> **Work required**: Transcription should be exact. Include all entries.
━━━━━ Data supplied
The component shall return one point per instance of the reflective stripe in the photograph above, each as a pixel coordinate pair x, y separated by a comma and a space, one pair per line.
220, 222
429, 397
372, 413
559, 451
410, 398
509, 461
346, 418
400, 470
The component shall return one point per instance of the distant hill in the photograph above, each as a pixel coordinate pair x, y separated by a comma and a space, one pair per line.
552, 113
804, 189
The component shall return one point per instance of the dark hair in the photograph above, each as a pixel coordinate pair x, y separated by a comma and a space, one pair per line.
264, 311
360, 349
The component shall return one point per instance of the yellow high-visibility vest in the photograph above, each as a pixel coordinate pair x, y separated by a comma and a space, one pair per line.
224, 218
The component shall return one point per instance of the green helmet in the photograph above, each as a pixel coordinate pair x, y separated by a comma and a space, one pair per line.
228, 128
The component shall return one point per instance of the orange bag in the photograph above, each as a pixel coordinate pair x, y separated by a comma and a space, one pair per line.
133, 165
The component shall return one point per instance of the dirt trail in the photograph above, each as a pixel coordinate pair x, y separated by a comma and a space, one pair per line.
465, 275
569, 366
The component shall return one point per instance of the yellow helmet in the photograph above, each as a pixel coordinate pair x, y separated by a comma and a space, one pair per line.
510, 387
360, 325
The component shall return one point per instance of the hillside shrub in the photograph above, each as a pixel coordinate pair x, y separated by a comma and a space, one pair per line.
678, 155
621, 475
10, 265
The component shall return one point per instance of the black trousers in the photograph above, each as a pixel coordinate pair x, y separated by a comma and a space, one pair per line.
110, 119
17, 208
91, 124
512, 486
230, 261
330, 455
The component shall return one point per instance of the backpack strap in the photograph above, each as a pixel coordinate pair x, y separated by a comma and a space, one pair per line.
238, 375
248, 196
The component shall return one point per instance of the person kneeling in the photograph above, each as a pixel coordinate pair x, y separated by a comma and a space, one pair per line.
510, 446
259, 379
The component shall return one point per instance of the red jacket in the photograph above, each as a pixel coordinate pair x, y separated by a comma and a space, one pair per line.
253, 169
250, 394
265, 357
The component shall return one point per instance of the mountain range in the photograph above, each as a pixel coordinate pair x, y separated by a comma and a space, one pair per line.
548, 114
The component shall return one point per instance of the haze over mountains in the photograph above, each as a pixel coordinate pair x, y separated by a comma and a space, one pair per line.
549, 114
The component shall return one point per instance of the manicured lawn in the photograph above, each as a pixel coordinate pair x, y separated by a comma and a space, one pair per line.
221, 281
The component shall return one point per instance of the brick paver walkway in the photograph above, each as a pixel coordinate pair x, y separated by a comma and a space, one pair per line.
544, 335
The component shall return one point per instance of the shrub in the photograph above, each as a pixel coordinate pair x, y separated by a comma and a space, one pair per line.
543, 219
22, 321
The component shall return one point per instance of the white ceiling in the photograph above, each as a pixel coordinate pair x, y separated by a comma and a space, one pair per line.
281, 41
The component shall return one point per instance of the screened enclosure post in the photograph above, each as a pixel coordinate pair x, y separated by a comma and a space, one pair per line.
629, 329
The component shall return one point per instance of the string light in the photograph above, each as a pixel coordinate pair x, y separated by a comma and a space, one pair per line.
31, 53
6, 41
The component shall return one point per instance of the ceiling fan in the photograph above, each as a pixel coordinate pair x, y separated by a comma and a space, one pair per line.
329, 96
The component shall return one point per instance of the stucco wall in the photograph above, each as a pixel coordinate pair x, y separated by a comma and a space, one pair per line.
━━━━━━━━━━
> **Answer to this exercise**:
The component shall return one point per instance of the reflective stripe in the photograph above, each as a pixel coordinate pair x, y separated by a comma and a space, one pair per line.
220, 222
429, 397
372, 413
559, 451
410, 398
509, 461
346, 418
400, 470
The component shall return one point per instance of the distant hill in the photograph above, each as a pixel coordinate pair x, y separated by a comma and a space, one pair per line.
552, 113
804, 189
The component shall return one point per instance of the dark hair in the photograph above, each as a pixel coordinate pair x, y separated by a comma and a space, one pair per line.
264, 311
360, 349
The component shall return one point per instance of the yellow high-visibility vest in the photograph above, each as a pixel coordinate pair x, y separated by a comma and a space, one pair per line.
224, 218
The component shall return one point per instance of the green helmet in the photograph above, each as a pixel coordinate pair x, y separated by a comma and a space, one pair per line.
228, 128
The component shall return one point per instance of the orange bag in the photograph above, each as a pixel coordinate pair x, y separated by a comma and a space, one pair per line.
133, 165
The component shall return one point per instance of the dirt trail in the photograph above, each as a pixel coordinate pair x, y separated by a comma and a space, one pair per line.
465, 275
569, 366
The component shall return one point per instance of the yellow helmet in the photograph above, each as a pixel coordinate pair x, y separated by a comma and a space, one pair per line.
510, 387
360, 325
The component shall return one point per instance of the hillside shrub in the photograph above, each as a pixel coordinate pair x, y separated by a comma and a space, one pair per line.
678, 155
621, 475
10, 265
The component shall return one point per instance of the black trousers in the photograph above, each as a pixel coordinate pair x, y separated by a comma and a space, one pair per line.
110, 119
17, 208
91, 124
512, 486
230, 261
330, 455
The component shall return one point per instance of the backpack strap in the photograph above, each as a pixel coordinate pair x, y separated by a comma and a space, one pair per line.
238, 375
248, 196
The component shall return one point per instance of the person kneeling in the photograph above, each as a pixel coordinate pair x, y separated by a comma and a space, one pair per line.
510, 446
259, 379
The component shall return one point per instance of the red jacket in the photograph above, each as a pixel coordinate pair x, y separated by a comma and a space, one pair per line.
253, 169
250, 394
265, 357
The component shall return one point per instance of the mountain range in the photograph above, each as a pixel coordinate pair x, y separated by a comma and a space, one pair per line.
548, 114
The component shall return one point per instance of the haze over mountains in the photograph above, each as a pixel coordinate pair x, y separated by a comma and a space, one pair per line.
549, 114
The component shall return one point per instance of the manicured lawn in the photograph above, each as a pixel coordinate pair x, y separated by a comma and a space, one pair per line.
221, 281
The component shall return one point per instance of the brick paver walkway in the photograph above, each as a pixel coordinate pair x, y separated by a comma and a space, one pair per line.
544, 335
The component shall return one point per instance of the shrub in the photograph above, each as a pixel coordinate pair x, y separated by a comma and a space, one pair per line.
543, 219
22, 321
The component shall return one point per instance of the white ceiling in the photograph above, each as a pixel coordinate pair x, y separated by a comma and a space, one pair per line.
281, 41
The component shall return one point per instance of the screened enclosure post in the photograph above, each as a pixel coordinate pair x, y separated by a comma and a space, one pair per line.
629, 329
The component shall return one point per instance of the string light in the photograph above, each as a pixel coordinate pair x, y separated by a comma and a space, one pair per line.
31, 53
6, 41
The component shall return one point per instance of the ceiling fan in the photograph above, each as a pixel coordinate pair x, y separated by a comma and a space, one pair per line.
329, 96
The component shall return one point per instance of the stucco wall in the photograph above, each as a pixel coordinate pair x, y separated by a comma and a space, one pair per line.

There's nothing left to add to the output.